** GIVEN PASSAGE **
*** Begin section ***

MORE ON THE 'EMERGING CHURCH'
The other day here on the blog I wrote about Brian McLaren, a leader of the "emerging curch" movement, after hearing him speak in Kansas City. Rachel Zoll of the Associated Press has done this interesting interview with him that I think will be a good follow-up to what I wrote. I'm not sure just where this movement is going, but I think it's good for Christianity to have upstart groups within it to continue challenging people to think through how to live out their faith now.
* * *
STRUGGLING WITH SEXUALITY ISSUES
The issue of how religious communities treat matters of human sexuality never seems to go away, and probably never will.
But I sometimes think that all the energy that goes into this complicated matter could be better spent meeting the needs of people who are in various kinds of trouble. That is not to deny the importance of these sexuality questions. Rather, it's to express my frustration that we seem unable to settle things enough to move on.
A new example of the energy being put into this is an effort called "Clergy Call 2009" being launched by the Human Rights Campaign. The idea is to train clergy to be leaders in the struggle for equality in faith communities for gays and lesbians as well as people who are bisexual or transgender.
I certainly support that idea because, as my regular readers know, I believe, from a Christian perspective, that people of all sexual orientations should be welcome into the church and, when otherwise qualified, be eligible to be ordained to ministry. Yes, yes, I know that many people disagree with me, including, officially, my own denomination, the Presbyterian Church (USA). But I am persuaded, after considerable exegetical work, that the Bible should not be used as a weapon in this debate because it essentially has nothing to say about what, today, we are coming to understand as sexual orientation.

*** End section ***

** QUESTIONS TO ANSWER **
- A) From the faith blog post, extract the text between "MORE ON THE" and "their faith now.", inclusive.
- B) Summarize the faith blog post in three sentences.
- C) Carry on the faith blog post, starting after its final sentence.
The data after this point has no connection to the faith blog post.

** DATA SECTION **
*** Begin section ***

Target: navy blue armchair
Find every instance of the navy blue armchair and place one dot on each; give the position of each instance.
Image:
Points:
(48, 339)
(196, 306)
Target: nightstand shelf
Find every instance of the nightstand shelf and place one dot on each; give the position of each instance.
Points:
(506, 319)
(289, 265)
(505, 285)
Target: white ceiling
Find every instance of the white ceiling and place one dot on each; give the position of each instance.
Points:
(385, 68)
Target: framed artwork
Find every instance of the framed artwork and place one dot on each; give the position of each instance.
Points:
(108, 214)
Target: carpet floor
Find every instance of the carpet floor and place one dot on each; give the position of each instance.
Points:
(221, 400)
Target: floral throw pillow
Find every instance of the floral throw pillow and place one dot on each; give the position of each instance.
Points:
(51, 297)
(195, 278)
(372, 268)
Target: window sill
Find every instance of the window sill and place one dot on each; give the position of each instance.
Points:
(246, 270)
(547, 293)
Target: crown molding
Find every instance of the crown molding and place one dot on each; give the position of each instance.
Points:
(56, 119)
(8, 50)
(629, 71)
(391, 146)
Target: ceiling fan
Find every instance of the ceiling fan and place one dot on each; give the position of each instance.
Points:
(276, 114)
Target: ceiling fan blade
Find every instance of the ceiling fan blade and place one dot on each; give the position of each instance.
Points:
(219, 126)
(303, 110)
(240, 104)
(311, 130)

*** End section ***

** SOLVED PROBLEMS **
- A)
MORE ON THE 'EMERGING CHURCH'
The other day here on the blog I wrote about Brian McLaren, a leader of the "emerging curch" movement, after hearing him speak in Kansas City. Rachel Zoll of the Associated Press has done this interesting interview with him that I think will be a good follow-up to what I wrote. I'm not sure just where this movement is going, but I think it's good for Christianity to have upstart groups within it to continue challenging people to think through how to live out their faith now.

- B) The writer recommends an Associated Press interview with Brian McLaren, a leader of the emerging church movement, as a follow-up to an earlier post, and says upstart groups are good for Christianity. Turning to sexuality, the writer wishes the energy spent on it could go to people in trouble and describes the Human Rights Campaign's "Clergy Call 2009," which aims to train clergy to lead the struggle for equality in faith communities for gay, lesbian, bisexual and transgender people. The writer supports that effort and believes people of all sexual orientations should be welcomed into the church and be eligible for ordination, though many disagree, officially including the writer's own denomination, the Presbyterian Church (USA).

- C)
Still, as I say, I wish we could get past this and focus on ministry.
Just to see a larger picture, let me also say that a great deal of energy has been expended in trying to get gays and lesbians to change their sexual orientation and be straight. The idea is that homosexuality is a syndrome, a choice, a sin, a disorder that can be healed or changed through "reparative therapy," as it's sometimes known. This book deals with it, as does this one. And there are ministries aimed at making people ex-gays. The American Psychological Associaton more than 10 years ago adopted a resolution affirming that homosexuality is not a mental disorder and expressing ethical concerns about such therapy.
My instinct and call is to stand with people experiencing discrimination and religious oppression, and I try to do that. I just wish all of this weren't such an issue.